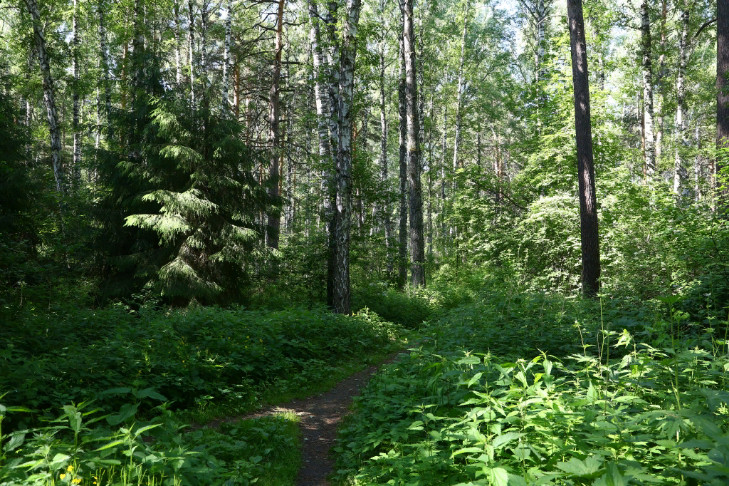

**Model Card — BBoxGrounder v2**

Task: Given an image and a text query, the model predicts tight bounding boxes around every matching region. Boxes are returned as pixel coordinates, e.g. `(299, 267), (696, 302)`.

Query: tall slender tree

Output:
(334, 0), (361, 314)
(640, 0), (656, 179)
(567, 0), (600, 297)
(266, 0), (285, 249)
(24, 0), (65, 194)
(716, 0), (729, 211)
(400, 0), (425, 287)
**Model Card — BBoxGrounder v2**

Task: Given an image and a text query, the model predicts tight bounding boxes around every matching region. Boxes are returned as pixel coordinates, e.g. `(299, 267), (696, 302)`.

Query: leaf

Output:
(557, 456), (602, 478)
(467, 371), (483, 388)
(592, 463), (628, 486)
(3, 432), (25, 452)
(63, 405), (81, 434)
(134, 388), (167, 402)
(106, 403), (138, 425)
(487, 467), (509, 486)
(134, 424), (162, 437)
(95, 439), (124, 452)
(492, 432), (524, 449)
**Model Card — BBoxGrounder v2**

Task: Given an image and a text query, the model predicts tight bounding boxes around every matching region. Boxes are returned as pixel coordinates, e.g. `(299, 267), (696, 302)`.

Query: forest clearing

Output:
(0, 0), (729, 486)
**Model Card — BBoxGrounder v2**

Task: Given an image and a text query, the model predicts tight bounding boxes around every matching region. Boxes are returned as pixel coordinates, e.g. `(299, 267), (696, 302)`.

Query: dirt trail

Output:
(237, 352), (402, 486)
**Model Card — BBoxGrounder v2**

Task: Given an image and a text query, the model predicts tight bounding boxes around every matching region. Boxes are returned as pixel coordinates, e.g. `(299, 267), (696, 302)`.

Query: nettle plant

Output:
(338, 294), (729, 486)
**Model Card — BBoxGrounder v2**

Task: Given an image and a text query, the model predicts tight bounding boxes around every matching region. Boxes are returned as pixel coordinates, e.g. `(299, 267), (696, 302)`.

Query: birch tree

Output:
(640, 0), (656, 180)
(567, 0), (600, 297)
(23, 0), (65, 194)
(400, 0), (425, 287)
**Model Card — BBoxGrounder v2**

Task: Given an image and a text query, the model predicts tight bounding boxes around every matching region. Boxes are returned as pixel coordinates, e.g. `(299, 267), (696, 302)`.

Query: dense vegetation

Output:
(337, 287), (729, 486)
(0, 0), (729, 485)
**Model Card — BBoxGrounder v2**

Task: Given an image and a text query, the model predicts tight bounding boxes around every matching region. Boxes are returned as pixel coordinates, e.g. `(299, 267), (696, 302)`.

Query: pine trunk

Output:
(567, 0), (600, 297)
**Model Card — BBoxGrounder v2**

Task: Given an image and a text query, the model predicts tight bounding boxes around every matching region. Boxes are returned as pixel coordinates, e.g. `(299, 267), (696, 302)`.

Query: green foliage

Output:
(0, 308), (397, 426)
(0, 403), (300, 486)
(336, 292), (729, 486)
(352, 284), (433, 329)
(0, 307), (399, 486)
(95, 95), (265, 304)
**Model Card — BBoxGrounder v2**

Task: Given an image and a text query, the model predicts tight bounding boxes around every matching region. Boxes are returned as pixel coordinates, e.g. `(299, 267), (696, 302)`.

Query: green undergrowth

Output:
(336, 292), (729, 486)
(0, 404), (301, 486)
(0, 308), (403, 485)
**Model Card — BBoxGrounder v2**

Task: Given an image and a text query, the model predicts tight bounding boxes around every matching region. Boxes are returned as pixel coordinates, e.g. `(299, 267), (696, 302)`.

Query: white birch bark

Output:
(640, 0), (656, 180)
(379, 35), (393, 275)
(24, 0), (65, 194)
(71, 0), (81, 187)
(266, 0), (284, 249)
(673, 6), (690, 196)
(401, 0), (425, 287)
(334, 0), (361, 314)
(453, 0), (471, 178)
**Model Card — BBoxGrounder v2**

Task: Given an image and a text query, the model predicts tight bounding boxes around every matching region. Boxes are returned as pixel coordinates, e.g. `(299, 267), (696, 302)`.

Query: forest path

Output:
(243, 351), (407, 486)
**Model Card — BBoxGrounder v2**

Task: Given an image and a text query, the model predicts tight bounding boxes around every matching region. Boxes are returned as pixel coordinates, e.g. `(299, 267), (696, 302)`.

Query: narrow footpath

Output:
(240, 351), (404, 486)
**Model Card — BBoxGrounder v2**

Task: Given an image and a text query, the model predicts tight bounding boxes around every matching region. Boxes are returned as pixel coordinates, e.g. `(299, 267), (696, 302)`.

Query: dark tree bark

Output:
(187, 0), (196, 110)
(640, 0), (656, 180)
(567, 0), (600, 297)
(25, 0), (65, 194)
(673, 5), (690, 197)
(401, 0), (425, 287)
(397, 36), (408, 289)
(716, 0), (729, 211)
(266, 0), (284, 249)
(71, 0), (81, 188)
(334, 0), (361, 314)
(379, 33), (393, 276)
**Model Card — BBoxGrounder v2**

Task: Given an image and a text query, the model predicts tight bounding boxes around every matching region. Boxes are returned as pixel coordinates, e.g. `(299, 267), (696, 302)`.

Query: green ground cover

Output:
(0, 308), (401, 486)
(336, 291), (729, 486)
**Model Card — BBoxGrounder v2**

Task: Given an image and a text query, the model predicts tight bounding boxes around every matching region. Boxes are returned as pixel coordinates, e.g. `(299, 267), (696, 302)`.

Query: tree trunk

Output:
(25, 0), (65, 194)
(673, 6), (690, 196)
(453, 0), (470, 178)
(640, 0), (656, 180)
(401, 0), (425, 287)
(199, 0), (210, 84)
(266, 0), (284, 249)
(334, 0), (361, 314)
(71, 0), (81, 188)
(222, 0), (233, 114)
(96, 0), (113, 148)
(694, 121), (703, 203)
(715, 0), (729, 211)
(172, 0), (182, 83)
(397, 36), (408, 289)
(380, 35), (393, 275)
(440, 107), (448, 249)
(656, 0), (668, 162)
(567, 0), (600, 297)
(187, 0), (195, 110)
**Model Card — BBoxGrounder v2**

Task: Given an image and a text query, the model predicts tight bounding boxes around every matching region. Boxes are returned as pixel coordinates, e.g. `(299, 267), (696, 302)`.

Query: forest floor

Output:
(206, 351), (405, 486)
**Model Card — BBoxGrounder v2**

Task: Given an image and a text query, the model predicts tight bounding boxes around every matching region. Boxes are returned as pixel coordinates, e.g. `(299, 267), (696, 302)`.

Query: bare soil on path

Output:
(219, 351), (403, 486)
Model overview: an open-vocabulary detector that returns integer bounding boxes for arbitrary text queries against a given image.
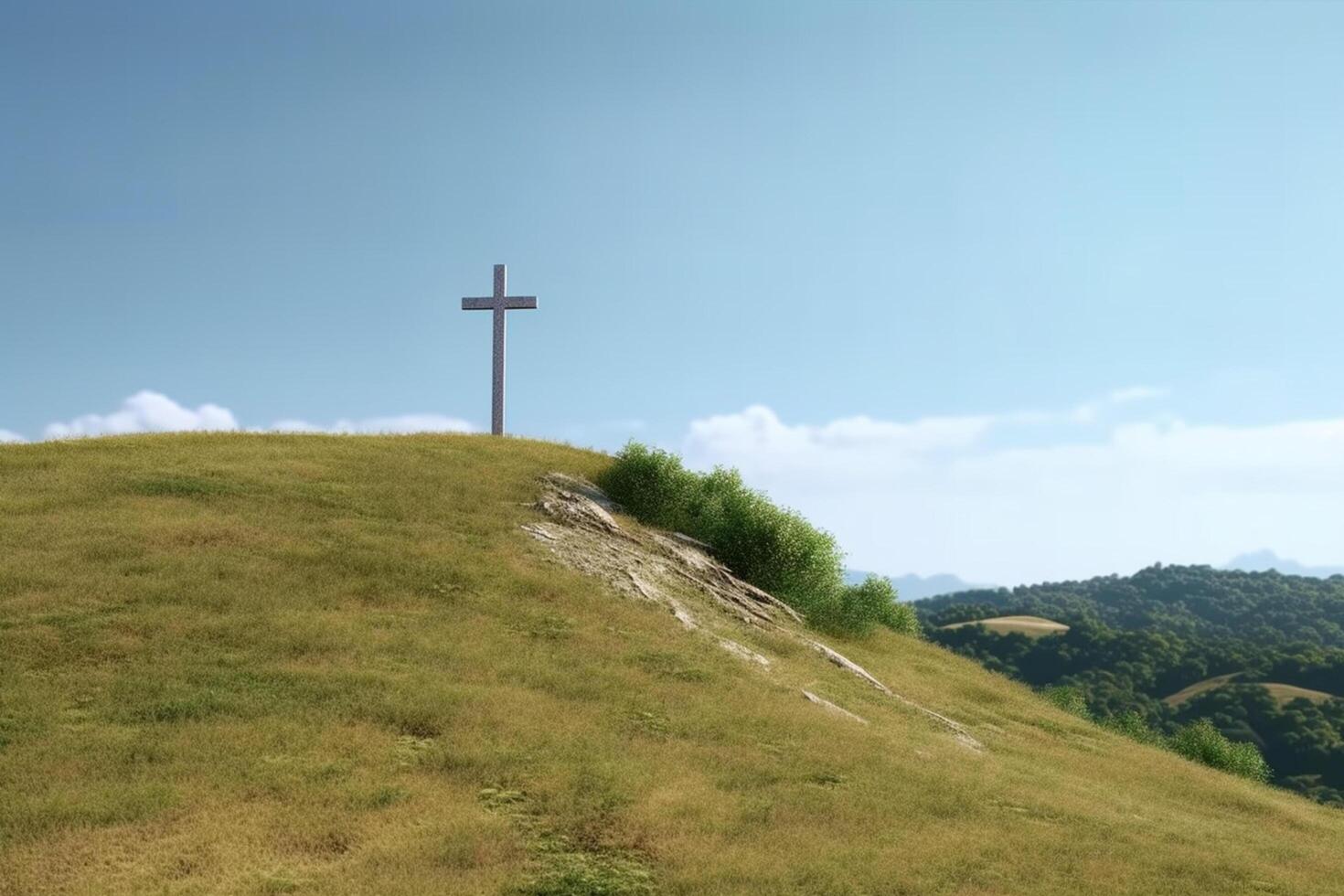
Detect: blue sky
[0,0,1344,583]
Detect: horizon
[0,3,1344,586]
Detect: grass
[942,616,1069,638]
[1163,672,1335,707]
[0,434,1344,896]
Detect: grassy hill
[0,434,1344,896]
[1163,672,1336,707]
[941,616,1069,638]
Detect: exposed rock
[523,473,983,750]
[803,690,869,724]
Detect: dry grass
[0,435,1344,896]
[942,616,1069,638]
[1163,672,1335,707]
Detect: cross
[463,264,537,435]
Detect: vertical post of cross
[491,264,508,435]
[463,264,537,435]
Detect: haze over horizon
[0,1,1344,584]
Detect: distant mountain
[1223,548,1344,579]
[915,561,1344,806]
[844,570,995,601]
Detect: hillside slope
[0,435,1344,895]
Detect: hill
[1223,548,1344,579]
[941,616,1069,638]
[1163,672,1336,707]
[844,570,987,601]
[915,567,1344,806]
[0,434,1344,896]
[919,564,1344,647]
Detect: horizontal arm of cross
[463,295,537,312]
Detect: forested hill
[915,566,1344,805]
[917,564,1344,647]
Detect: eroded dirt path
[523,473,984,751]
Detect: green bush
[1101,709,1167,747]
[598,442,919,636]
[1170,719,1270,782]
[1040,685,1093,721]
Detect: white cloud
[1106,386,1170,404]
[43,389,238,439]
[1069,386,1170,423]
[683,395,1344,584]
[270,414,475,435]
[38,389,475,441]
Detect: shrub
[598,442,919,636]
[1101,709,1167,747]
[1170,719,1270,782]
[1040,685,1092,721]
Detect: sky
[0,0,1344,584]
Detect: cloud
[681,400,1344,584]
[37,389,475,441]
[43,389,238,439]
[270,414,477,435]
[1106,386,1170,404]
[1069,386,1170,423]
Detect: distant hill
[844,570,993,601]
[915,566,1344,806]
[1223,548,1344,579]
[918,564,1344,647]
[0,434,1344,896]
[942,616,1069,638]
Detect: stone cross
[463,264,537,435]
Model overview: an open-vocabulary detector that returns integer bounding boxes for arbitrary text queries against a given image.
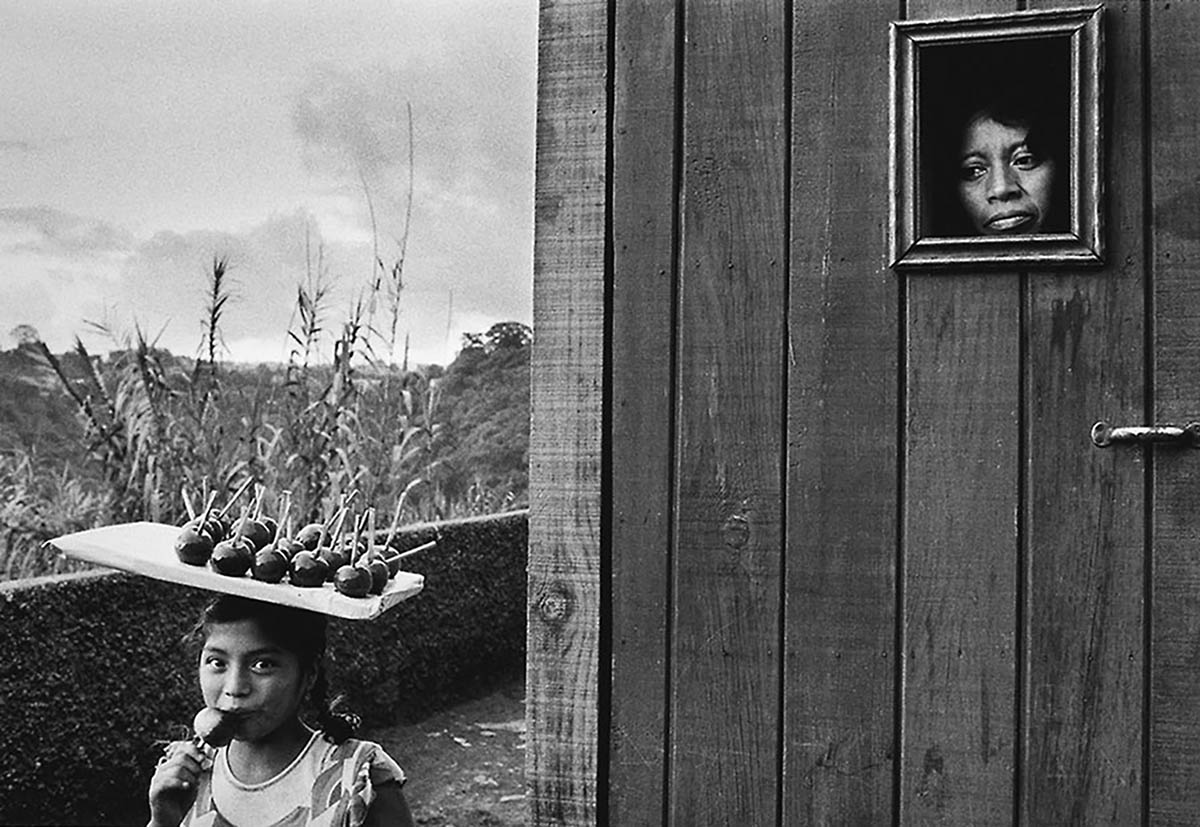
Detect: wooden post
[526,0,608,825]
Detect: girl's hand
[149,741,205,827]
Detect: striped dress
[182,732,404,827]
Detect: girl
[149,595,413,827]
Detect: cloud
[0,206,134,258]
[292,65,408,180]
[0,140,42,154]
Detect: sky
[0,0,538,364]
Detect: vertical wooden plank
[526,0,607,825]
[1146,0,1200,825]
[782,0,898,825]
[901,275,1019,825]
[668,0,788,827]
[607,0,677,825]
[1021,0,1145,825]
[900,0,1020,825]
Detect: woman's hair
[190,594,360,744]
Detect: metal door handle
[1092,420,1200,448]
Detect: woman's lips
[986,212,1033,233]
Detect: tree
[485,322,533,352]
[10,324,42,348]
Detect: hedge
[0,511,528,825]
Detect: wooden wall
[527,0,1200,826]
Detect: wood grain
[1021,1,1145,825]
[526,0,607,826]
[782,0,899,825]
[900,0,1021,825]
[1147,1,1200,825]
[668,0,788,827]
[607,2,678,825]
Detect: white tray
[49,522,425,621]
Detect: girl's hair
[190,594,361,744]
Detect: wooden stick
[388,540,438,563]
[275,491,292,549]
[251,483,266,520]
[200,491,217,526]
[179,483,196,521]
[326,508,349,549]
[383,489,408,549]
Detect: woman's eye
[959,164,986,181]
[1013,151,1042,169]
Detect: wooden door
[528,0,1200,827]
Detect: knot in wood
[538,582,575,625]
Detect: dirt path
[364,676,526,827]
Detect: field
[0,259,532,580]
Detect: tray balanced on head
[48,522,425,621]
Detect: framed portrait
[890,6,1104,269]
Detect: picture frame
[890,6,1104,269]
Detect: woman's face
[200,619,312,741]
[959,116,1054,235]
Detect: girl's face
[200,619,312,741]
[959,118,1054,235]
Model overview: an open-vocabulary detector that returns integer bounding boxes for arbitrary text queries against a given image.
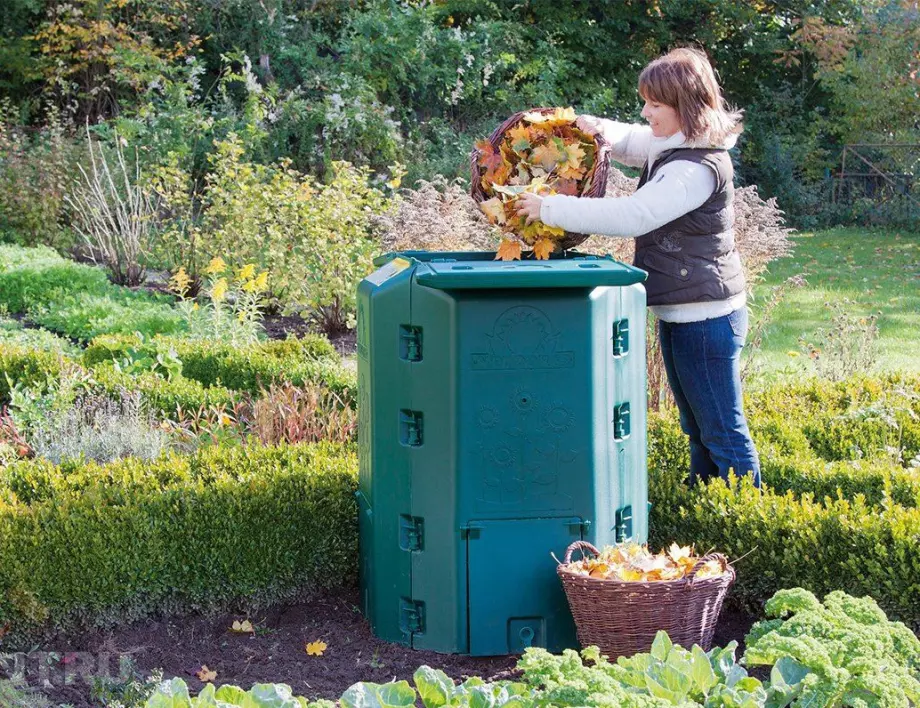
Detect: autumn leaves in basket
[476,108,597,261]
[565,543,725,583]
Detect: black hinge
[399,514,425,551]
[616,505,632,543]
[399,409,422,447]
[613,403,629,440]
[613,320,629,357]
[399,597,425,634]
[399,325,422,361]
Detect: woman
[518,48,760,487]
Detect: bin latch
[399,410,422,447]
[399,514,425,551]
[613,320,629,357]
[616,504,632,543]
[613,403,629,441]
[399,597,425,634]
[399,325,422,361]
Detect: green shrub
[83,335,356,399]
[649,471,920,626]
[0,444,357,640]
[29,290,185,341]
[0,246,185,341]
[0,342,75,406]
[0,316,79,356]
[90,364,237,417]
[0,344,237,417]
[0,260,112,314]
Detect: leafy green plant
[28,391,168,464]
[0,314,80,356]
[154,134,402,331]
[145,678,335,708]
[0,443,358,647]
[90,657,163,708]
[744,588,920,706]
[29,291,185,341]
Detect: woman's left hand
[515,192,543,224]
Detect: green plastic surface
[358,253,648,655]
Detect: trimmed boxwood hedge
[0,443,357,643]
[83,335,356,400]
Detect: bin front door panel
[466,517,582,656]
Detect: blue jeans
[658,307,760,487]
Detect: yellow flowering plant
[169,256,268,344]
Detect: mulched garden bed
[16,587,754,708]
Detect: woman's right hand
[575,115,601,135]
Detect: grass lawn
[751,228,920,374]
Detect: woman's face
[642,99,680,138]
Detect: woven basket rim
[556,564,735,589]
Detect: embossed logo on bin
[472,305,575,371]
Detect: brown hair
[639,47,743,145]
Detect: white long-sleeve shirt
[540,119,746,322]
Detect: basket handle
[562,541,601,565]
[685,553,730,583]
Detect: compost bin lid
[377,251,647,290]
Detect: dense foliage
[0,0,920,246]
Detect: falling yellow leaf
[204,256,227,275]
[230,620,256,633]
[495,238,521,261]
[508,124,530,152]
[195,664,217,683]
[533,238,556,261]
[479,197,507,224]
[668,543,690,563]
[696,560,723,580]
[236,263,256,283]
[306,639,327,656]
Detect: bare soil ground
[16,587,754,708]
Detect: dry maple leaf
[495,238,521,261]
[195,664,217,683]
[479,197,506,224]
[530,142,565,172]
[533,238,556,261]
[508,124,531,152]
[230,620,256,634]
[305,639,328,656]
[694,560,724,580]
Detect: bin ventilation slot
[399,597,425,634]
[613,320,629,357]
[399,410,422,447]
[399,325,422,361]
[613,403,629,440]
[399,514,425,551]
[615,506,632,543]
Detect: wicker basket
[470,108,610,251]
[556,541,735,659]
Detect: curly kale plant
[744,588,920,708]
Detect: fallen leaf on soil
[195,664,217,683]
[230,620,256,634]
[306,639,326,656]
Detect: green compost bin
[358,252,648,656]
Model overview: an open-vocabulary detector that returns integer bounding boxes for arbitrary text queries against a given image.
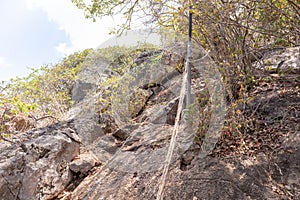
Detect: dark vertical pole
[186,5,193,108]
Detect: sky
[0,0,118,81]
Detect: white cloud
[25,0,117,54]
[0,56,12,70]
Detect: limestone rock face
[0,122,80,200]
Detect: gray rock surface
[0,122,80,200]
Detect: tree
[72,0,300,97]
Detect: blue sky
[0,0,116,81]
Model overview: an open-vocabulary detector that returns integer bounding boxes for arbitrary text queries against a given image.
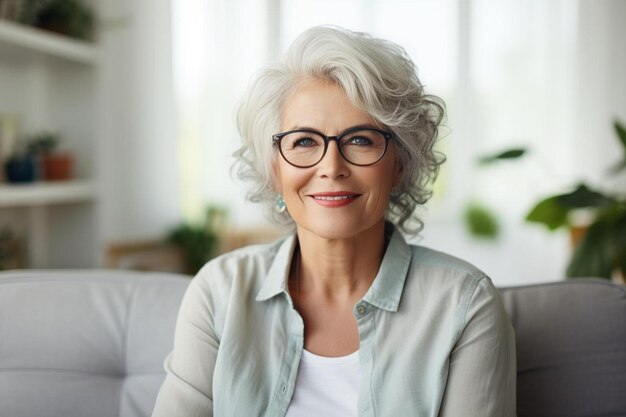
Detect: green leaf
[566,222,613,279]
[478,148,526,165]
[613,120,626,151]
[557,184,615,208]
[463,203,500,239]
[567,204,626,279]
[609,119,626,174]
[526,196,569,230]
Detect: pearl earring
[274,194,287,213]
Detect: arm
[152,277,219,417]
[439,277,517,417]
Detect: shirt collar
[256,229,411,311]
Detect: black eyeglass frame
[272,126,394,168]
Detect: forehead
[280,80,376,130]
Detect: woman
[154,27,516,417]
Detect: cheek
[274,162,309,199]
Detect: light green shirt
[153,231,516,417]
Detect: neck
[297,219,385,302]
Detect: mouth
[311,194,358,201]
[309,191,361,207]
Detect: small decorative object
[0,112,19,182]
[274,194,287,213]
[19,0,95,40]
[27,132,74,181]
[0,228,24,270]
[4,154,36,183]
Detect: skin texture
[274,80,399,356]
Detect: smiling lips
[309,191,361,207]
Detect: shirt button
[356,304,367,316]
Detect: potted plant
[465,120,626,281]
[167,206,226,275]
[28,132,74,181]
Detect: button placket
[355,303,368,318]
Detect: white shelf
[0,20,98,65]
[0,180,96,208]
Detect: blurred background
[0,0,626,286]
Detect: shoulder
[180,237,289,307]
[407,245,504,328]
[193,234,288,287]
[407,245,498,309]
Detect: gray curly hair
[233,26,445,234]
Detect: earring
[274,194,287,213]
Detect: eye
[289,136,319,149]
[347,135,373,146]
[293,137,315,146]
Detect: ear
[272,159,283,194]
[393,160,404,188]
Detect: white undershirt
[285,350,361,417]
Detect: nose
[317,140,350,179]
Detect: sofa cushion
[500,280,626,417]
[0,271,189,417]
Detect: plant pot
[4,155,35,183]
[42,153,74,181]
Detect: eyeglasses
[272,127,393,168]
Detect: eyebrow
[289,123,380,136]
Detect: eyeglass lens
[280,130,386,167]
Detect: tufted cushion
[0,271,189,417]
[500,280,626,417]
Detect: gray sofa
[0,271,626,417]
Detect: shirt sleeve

◇ ◇ ◇ ◇ ◇

EXERCISE OBJECTIVE –
Reproduce verbatim the lines from the one containing "Detect: wicker basket" up to and including the one containing "[0,0,116,81]", leaving out the picture.

TASK RESULT –
Detect: wicker basket
[470,108,610,251]
[556,541,735,659]
Detect: curly kale plant
[744,588,920,708]
Detect: fallen leaf on soil
[195,664,217,683]
[230,620,256,634]
[306,639,326,656]
Detect: green compost bin
[358,252,648,656]
Model overview: an open-vocabulary detector that returns integer bounding boxes for arbitrary text queries against a given image.
Detect: dark vertical pole
[186,5,193,108]
Detect: sky
[0,0,118,81]
Detect: white cloud
[25,0,117,54]
[0,56,12,70]
Detect: limestone rock face
[0,122,80,200]
Detect: gray rock surface
[0,122,80,200]
Detect: tree
[72,0,300,97]
Detect: blue sky
[0,0,116,81]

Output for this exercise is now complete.